-- Source extract follows --

Dear John,
In 1976, a male elephant named Jackson was born into the vast, wild landscapes of Zimbabwe. He was surrounded by a protective family herd and in his future, the promise of infinite horizons.
By 1978, that future was gone.
At just two years old—an age when elephant calves are still deeply dependent on their mothers—Jackson was captured and shipped across the ocean to the United States.
For nearly five decades, Jackson’s life has been a cycle of transfers between circuses and zoo breeding facilities. Today, at nearly 50 years old, the Pittsburgh Zoo—citing industry statistics—refers to him as a "success story" because he is tied to nearly 50% of African elephant births in North America over the last decade.
But when we look beyond the numbers, the reality is heartbreaking.
Jackson hasn’t been treated as a cognitively and socially complex being. Instead, he’s been treated as reproductive infrastructure—a prisoner of a system that values his genetic material over his autonomy. While his offspring are scattered across zoos in four different states, Jackson remains confined, far from the life he was meant to live.
We believe Jackson’s story is clear evidence of why the Association of Zoos & Aquariums’ captive breeding system is ethically bankrupt. Jackson is an individual with an inherent right to liberty, not a tool for exhibition revenue.

-- Source extract concluded --
-- Extracted entries follows --

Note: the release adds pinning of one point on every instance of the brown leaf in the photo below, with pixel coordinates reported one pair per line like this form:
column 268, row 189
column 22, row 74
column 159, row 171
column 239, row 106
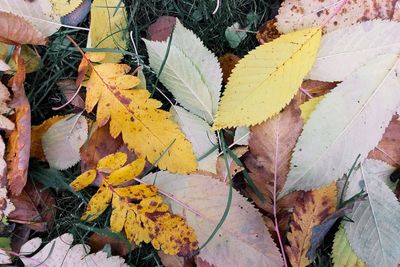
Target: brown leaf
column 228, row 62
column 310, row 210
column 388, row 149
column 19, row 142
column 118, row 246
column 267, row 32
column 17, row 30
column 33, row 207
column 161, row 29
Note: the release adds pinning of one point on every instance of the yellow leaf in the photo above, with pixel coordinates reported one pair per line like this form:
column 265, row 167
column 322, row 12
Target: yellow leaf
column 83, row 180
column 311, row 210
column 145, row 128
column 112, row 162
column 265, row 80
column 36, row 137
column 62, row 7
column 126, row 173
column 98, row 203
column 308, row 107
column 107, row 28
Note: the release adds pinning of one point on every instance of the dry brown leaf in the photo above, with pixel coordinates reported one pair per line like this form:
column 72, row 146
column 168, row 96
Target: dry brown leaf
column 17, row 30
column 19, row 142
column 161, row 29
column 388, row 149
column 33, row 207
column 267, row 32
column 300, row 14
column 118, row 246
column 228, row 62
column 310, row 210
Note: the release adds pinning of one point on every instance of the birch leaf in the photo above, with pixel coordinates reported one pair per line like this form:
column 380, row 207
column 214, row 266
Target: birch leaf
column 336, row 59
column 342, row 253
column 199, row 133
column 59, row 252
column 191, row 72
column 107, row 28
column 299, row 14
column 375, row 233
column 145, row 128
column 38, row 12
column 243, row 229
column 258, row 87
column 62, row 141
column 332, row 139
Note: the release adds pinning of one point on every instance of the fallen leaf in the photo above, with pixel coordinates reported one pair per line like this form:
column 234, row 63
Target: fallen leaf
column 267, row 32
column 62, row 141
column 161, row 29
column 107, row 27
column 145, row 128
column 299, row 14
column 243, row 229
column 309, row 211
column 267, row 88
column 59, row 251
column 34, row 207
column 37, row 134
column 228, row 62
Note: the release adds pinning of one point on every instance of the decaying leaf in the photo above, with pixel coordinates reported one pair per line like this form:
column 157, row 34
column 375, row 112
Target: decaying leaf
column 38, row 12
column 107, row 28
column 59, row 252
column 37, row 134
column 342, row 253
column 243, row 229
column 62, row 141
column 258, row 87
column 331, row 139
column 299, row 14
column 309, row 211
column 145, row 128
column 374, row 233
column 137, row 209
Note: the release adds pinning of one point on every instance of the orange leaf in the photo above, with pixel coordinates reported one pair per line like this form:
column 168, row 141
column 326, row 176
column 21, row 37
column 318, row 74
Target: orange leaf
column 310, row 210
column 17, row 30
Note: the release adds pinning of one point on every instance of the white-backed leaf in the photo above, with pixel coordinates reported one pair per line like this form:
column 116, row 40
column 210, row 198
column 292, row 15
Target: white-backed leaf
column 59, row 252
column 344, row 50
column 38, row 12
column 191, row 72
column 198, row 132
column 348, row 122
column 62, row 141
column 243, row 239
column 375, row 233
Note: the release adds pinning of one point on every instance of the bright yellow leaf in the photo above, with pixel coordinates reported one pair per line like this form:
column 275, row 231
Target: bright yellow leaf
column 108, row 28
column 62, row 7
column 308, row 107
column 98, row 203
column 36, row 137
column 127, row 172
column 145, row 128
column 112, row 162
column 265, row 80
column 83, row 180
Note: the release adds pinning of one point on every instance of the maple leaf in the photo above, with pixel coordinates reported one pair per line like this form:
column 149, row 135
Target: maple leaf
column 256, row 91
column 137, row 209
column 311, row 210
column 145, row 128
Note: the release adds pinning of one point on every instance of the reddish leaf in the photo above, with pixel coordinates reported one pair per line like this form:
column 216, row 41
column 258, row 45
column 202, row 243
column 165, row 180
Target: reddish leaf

-- Extracted entries concluded --

## Exercise brief
From the letter about Jackson, extract the passage starting with "For nearly five" and going on through "meant to live.". The listing comes from a different source than the letter about Jackson.

## Written answer
For nearly five decades, Jackson’s life has been a cycle of transfers between circuses and zoo breeding facilities. Today, at nearly 50 years old, the Pittsburgh Zoo—citing industry statistics—refers to him as a "success story" because he is tied to nearly 50% of African elephant births in North America over the last decade.
But when we look beyond the numbers, the reality is heartbreaking.
Jackson hasn’t been treated as a cognitively and socially complex being. Instead, he’s been treated as reproductive infrastructure—a prisoner of a system that values his genetic material over his autonomy. While his offspring are scattered across zoos in four different states, Jackson remains confined, far from the life he was meant to live.